▶ _EXERCISE DIRECTIONS_:
Your response should consist of one number, the count of lines below that contain "chick".

[Stored entries]
########

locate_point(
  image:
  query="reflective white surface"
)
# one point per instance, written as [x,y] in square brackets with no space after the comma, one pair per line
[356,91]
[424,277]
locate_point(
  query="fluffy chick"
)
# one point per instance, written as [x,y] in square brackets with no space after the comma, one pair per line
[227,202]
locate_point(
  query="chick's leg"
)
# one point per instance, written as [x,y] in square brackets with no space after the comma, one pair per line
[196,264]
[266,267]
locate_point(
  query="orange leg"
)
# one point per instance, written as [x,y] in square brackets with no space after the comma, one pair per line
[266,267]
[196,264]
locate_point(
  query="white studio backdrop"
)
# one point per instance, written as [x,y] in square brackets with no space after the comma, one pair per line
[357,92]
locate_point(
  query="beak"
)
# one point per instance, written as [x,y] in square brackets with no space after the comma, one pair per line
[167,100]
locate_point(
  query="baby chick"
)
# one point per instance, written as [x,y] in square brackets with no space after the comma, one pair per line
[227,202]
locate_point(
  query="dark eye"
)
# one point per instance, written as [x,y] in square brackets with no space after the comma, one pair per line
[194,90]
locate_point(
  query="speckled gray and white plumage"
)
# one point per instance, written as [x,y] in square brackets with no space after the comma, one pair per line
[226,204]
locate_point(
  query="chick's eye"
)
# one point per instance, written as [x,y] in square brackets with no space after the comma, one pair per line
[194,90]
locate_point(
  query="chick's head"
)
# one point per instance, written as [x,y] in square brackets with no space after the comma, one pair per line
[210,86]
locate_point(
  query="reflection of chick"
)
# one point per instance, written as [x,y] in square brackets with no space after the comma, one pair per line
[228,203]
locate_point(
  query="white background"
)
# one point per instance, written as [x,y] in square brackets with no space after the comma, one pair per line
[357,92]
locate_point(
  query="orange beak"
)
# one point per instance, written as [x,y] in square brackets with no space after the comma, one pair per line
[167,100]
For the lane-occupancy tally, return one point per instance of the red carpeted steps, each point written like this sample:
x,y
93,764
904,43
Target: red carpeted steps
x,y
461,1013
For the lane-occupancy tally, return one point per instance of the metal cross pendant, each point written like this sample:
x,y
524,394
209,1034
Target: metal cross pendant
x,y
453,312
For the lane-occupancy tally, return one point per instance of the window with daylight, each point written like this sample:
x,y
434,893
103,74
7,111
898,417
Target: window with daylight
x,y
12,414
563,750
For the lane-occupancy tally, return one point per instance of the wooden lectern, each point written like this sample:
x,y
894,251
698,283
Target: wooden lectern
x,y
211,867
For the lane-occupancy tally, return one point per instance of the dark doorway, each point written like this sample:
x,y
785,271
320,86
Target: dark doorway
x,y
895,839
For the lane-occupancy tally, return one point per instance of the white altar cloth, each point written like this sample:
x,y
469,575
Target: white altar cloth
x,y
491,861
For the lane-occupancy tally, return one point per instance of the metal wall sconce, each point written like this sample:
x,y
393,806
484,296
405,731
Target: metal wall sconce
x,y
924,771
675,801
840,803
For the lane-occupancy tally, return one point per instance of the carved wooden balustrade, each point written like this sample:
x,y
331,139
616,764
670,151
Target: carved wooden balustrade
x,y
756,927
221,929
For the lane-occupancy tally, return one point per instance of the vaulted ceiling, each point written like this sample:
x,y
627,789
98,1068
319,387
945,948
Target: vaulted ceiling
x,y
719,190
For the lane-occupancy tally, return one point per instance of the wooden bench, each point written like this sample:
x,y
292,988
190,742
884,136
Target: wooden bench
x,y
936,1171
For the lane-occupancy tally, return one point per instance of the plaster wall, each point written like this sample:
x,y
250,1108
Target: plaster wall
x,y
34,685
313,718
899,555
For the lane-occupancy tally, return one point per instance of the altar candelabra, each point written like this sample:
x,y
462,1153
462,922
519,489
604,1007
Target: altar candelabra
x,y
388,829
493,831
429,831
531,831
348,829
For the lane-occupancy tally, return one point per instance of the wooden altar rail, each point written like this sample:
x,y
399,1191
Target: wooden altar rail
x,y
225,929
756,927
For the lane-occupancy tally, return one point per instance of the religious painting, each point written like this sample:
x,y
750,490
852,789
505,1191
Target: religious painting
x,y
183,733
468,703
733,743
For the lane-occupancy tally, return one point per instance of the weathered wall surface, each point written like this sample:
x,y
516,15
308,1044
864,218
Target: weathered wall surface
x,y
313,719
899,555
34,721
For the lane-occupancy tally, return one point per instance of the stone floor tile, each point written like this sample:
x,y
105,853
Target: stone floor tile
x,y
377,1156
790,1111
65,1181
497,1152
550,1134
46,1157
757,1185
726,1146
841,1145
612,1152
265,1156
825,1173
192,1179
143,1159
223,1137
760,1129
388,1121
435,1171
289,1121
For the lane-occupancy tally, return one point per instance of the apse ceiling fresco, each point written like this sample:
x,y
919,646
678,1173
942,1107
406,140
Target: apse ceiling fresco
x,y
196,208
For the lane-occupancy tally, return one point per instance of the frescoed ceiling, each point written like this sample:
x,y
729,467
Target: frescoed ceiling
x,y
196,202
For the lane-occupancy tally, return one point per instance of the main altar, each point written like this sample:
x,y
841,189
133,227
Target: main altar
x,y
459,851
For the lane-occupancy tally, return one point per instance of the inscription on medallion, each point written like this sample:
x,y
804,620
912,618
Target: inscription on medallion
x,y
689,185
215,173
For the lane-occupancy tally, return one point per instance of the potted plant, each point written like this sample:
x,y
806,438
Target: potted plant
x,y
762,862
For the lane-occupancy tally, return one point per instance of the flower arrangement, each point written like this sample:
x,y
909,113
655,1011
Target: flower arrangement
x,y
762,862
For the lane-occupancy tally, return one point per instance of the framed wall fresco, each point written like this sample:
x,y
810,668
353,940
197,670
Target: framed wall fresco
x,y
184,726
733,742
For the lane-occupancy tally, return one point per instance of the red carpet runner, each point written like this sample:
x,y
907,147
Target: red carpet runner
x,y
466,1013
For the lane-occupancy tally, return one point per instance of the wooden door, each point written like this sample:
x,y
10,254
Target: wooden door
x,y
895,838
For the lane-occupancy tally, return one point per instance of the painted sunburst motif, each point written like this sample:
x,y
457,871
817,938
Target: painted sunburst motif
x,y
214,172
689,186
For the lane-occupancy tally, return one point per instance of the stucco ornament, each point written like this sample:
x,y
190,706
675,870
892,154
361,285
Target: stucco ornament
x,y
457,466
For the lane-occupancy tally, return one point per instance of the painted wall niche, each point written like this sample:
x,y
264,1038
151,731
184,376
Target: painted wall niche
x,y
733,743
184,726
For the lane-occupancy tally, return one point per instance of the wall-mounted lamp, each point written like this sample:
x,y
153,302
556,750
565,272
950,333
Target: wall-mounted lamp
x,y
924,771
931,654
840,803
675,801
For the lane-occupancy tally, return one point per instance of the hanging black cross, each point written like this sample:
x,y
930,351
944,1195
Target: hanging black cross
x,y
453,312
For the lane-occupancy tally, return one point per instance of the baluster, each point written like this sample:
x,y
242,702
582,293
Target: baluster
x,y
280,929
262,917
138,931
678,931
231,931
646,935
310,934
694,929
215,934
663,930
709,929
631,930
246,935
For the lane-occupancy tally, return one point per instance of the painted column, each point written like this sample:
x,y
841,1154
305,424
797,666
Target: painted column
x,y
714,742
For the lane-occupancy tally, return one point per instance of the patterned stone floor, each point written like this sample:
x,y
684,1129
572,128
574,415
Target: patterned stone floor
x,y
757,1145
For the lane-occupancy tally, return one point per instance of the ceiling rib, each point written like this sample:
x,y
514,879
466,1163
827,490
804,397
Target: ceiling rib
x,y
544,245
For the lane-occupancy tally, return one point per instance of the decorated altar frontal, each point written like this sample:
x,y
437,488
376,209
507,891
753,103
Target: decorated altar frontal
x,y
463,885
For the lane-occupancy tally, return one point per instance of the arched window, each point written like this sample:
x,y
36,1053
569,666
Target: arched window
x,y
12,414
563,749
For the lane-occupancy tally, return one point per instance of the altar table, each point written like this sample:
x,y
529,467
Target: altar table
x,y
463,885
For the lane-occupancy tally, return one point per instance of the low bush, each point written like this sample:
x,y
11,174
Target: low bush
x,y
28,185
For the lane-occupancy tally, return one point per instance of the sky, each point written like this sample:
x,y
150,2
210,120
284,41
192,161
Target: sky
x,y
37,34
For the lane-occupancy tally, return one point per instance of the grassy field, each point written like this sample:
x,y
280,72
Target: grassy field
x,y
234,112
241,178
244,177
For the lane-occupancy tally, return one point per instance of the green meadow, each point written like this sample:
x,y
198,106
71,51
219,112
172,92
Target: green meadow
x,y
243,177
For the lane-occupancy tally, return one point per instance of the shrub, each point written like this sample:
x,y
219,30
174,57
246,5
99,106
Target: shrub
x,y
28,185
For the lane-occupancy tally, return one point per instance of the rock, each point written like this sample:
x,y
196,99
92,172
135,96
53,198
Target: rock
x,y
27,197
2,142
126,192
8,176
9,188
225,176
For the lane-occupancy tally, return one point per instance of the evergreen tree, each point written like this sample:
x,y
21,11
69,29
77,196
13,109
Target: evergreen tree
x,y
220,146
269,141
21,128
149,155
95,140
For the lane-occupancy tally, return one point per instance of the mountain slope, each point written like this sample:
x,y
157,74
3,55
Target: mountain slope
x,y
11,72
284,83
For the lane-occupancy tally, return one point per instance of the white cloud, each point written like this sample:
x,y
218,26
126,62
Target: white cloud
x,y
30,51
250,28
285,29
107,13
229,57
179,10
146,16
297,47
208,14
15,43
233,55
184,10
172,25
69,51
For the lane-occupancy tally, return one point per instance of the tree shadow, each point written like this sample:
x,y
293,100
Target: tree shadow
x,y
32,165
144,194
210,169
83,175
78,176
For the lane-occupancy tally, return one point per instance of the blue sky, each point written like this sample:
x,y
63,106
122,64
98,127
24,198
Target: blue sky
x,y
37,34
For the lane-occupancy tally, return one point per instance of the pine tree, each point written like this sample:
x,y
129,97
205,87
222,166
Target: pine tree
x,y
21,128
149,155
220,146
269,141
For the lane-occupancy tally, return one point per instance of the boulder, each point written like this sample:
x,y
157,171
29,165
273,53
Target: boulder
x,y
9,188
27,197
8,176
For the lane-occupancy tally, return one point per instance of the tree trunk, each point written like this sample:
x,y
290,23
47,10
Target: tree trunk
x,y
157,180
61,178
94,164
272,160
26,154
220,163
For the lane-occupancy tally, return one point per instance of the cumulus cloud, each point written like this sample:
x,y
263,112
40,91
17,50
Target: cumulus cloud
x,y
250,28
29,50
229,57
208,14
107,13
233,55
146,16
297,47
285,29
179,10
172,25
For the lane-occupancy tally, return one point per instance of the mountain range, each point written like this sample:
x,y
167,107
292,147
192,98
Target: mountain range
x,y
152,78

########

▶ _REPLY_:
6